* [ASSIGNMENT] Copy each of the records exactly.

(Point localization data)
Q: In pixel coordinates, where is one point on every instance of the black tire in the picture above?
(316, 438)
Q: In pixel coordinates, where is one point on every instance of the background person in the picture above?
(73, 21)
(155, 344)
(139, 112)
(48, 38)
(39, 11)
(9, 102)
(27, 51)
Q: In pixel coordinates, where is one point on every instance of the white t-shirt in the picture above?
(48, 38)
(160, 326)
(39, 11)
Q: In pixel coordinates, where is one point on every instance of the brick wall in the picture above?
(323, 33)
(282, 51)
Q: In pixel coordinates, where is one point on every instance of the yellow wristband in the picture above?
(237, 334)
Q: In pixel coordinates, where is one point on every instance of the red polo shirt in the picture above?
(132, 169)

* [FINISHED EXERCISE]
Q: In pixel coordinates, where is one point on every instance of the black tire in the picture above?
(316, 438)
Q: In pixel coordinates, where is one point on every instance of the background person in the picture above?
(73, 21)
(155, 344)
(139, 112)
(48, 38)
(39, 11)
(9, 102)
(27, 51)
Q: In pixel coordinates, where is one point on every instance of the white t-shirt in the picture above?
(48, 38)
(160, 326)
(39, 11)
Q: In pixel coordinates, where is one point on every instance of the brick wall in the picture above?
(323, 33)
(282, 51)
Q: In pixel coordinates, where is one point on every instance of the yellow wristband in the picture above?
(237, 334)
Q: In pixel coordinates, where is one point on every instance of the red polo shirt in the picture above?
(132, 169)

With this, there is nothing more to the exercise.